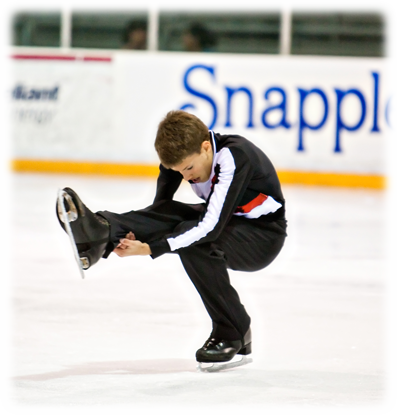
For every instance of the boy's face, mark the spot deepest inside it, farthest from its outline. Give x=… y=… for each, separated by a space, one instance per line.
x=196 y=168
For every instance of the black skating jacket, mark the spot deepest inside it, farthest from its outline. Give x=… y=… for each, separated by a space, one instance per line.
x=243 y=182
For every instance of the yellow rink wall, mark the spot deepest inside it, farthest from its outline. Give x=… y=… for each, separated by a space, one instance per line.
x=151 y=171
x=329 y=121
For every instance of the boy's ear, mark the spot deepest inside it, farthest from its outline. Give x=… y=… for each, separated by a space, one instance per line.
x=206 y=145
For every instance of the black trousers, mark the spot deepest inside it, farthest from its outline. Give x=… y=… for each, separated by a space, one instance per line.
x=244 y=245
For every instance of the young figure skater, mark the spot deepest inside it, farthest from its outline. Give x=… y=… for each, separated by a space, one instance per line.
x=241 y=224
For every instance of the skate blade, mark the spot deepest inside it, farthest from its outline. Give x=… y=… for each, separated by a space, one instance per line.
x=237 y=361
x=66 y=219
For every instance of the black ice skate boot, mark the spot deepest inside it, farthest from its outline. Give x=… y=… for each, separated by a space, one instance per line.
x=91 y=232
x=219 y=350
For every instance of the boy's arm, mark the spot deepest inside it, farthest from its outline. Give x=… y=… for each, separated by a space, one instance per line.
x=235 y=172
x=167 y=184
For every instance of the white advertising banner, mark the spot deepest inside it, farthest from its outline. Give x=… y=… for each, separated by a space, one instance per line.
x=57 y=107
x=322 y=114
x=306 y=113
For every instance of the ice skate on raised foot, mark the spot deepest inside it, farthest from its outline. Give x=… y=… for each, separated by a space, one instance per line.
x=218 y=354
x=89 y=234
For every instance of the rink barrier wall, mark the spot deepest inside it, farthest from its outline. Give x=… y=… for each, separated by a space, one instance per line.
x=151 y=171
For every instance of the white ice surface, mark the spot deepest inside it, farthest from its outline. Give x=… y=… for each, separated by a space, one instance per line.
x=326 y=313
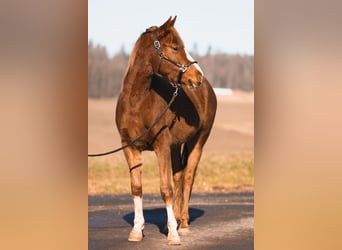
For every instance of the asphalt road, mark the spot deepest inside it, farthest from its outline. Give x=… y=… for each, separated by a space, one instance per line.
x=217 y=221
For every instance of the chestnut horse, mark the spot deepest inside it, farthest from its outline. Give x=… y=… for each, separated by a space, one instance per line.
x=160 y=69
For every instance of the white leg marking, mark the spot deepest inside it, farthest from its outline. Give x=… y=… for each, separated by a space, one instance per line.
x=173 y=236
x=138 y=213
x=189 y=57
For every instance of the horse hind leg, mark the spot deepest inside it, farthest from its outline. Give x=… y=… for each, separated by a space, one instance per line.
x=177 y=171
x=134 y=160
x=195 y=152
x=164 y=159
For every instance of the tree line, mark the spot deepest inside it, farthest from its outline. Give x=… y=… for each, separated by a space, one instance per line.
x=105 y=73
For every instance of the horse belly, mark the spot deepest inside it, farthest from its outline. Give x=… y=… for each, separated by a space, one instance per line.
x=182 y=132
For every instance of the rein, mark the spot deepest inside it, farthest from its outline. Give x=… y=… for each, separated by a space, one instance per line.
x=182 y=69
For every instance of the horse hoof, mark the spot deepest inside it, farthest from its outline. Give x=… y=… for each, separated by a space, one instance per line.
x=173 y=240
x=184 y=231
x=135 y=236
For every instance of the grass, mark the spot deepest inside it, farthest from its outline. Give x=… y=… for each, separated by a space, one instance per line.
x=217 y=172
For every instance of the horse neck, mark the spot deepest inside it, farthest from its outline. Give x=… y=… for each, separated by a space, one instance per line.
x=138 y=76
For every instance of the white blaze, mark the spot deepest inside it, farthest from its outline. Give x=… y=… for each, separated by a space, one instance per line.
x=138 y=213
x=189 y=57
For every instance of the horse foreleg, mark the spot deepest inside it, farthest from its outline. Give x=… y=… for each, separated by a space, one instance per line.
x=133 y=157
x=164 y=159
x=177 y=171
x=189 y=177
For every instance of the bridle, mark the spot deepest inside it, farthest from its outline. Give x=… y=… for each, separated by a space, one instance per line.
x=182 y=68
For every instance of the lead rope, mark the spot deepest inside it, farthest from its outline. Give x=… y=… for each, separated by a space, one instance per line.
x=174 y=95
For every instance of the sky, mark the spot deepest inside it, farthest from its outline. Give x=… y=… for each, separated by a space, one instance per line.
x=226 y=26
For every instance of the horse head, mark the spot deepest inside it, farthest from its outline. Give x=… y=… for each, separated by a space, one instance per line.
x=169 y=57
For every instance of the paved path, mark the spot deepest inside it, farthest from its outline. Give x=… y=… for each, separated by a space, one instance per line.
x=217 y=221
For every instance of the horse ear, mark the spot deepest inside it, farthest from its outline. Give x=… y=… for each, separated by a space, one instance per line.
x=172 y=23
x=166 y=25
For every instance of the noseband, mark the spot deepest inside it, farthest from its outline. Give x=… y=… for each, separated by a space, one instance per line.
x=182 y=68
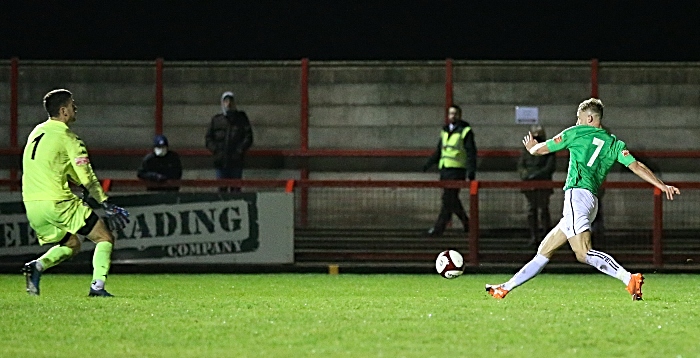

• _Job_
Reproduce all of the lines above verbatim, leaving out the pictures.

• _Answer to this task_
For every instance of the boy's face, mark the spot deepest inside it, farthest from its outline. Give x=… y=… for each, separated by a space, one instance per line.
x=196 y=168
For every instance of the black skating jacket, mark the spot deepest inside it, farthest from its outline. Give x=… y=… for each, separated by a space, one instance per line.
x=243 y=182
For every instance of the yellow rink wall, mark the spot deepest inside it, farthest from its outline. Give x=… y=… for each, separated by a space, one instance per line.
x=151 y=171
x=329 y=121
For every instance of the boy's ear, mark the spot deepest inside it, farthest from its outline. Give x=… y=… for each, separated by a space, one instance per line.
x=206 y=145
For every instance of the black trousers, mark the spot deepest inside it, farthest from its outline. Give x=… y=… for each, separated by a space, one instance per line.
x=244 y=245
For every instance of the young figure skater, mark the spot deepest inside it, farthest from its outline. Give x=… y=… for each, separated by a space, one instance per line.
x=241 y=224
For every instance of the skate blade, mark the spot deepest inside it, farthest from its outline. Give x=… y=… for each, separated by a space, one instance per line.
x=237 y=361
x=66 y=219
For every instance of the black ice skate boot, mark the spot deepest inside it, farthest from its outline. Give x=… y=… for each, separated by a space, one instance per line.
x=91 y=232
x=219 y=350
For every instance of the boy's arm, mark the spot deepest inside it, farthest from its outline. Give x=… y=… for each, separated by a space, one instance per line.
x=235 y=172
x=167 y=184
For every instance of the white advertising banner, mark the spot deepest inside it, farthest from its outline. Give x=… y=… for each, separated by a space, one instance per line.
x=57 y=107
x=322 y=114
x=306 y=113
For every instance of the ice skate on raised foot, mark the spot deepest inside it, farthest from its outline. Give x=… y=… for each, separated by a space, one instance per line.
x=218 y=354
x=89 y=234
For every instance of the rink barrier wall, mark the spot deepest inside it, farthest from its outline. Give x=… y=… for each, separated by a space, one instance per line.
x=151 y=171
For every instance of the white ice surface, mark the spot deepest inside it, farthest from its outline. Give x=… y=… for each, separated by a space, one instance per line.
x=326 y=313
For every instance of the asphalt road, mark the spot deepest inside it, farthest from its outline. Give x=… y=… for each, separated by a space, one instance per line.
x=217 y=221
For every instance of the chestnut horse, mark the spot deepest inside it, farthest from its outline. Give x=… y=… for each, separated by a space, one instance per line.
x=160 y=69
For every instance of the white leg marking, mark the spot deepest inside it, farthest from its outline. Give x=… y=… for each, separated by a space, one instance per line.
x=173 y=236
x=138 y=213
x=189 y=57
For every instance of the horse hind leg, mark the spot deepest inside it, farthest from its outline. Give x=… y=… for each, separated by a space, one instance per line.
x=177 y=171
x=134 y=160
x=195 y=152
x=164 y=159
For every instance of the tree line, mark the spot deepest inside it, farthest from its outline. Give x=… y=… for each, separated by a space, one instance per line.
x=105 y=73
For every instance of the horse belly, mark the spot deepest inside it, farthest from its outline. Give x=… y=… for each, separated by a space, one instance per line.
x=182 y=132
For every instance of the rein, mark the spot deepest inside it, farthest from its outline. Give x=… y=… for each, separated by a space, one instance per line.
x=182 y=69
For every instance of the horse hoof, mark the spot deepest inside it, farthest from its outline. Give x=… y=… for each, separated by a space, one instance per line.
x=173 y=240
x=184 y=231
x=135 y=236
For every instance of the grass, mark the spot deepest inside it, farthest from its outline. Give x=… y=… for each, separated by a space, one instance per line.
x=217 y=172
For every instance of the horse neck, mark the spot deepest inside it, farthest from its outline. Give x=… y=… for each, separated by a space, one instance per line.
x=138 y=76
For every instance of the white blaze, mark the spot deepest inside it, farthest from its outline. Give x=… y=… for each, separated by a space, one instance per line.
x=138 y=213
x=189 y=57
For every instance of the horse foreleg, mark the spot deepest inside it, farthest from its outline. Give x=… y=… for each, separated by a space, one instance per line.
x=133 y=157
x=164 y=159
x=177 y=171
x=189 y=177
For every instance of the bridle, mark the spot deepest inside it, farthest from its outline. Give x=… y=… for each, separated by a space, one instance per line.
x=182 y=68
For every instance of the lead rope, mark the spot deepest inside it, farthest from its outline. Give x=… y=… for each, separated by a space, one instance per line.
x=174 y=95
For every instance of the sky, mark the spot deepest inside it, farthest from its outline. Give x=… y=… for each, separated by a space, one instance per line.
x=226 y=26
For every instance of the horse head, mark the spot deepest inside it, farthest from its outline. Give x=… y=… for each, separated by a space, one instance per line.
x=169 y=57
For every instance of the paved path, mark the spot deepest inside it, farthest from its outline. Give x=… y=… for each, separated by a space, one instance per line.
x=217 y=221
For every instance of the horse ear, mark the spot deepest inside it, farthest from its outline. Give x=… y=… for each, separated by a space, one instance per line.
x=172 y=23
x=166 y=25
For every instance of the noseband, mark the spot deepest inside it, farthest from its outline. Give x=… y=… for each, separated by a space, one instance per line.
x=182 y=68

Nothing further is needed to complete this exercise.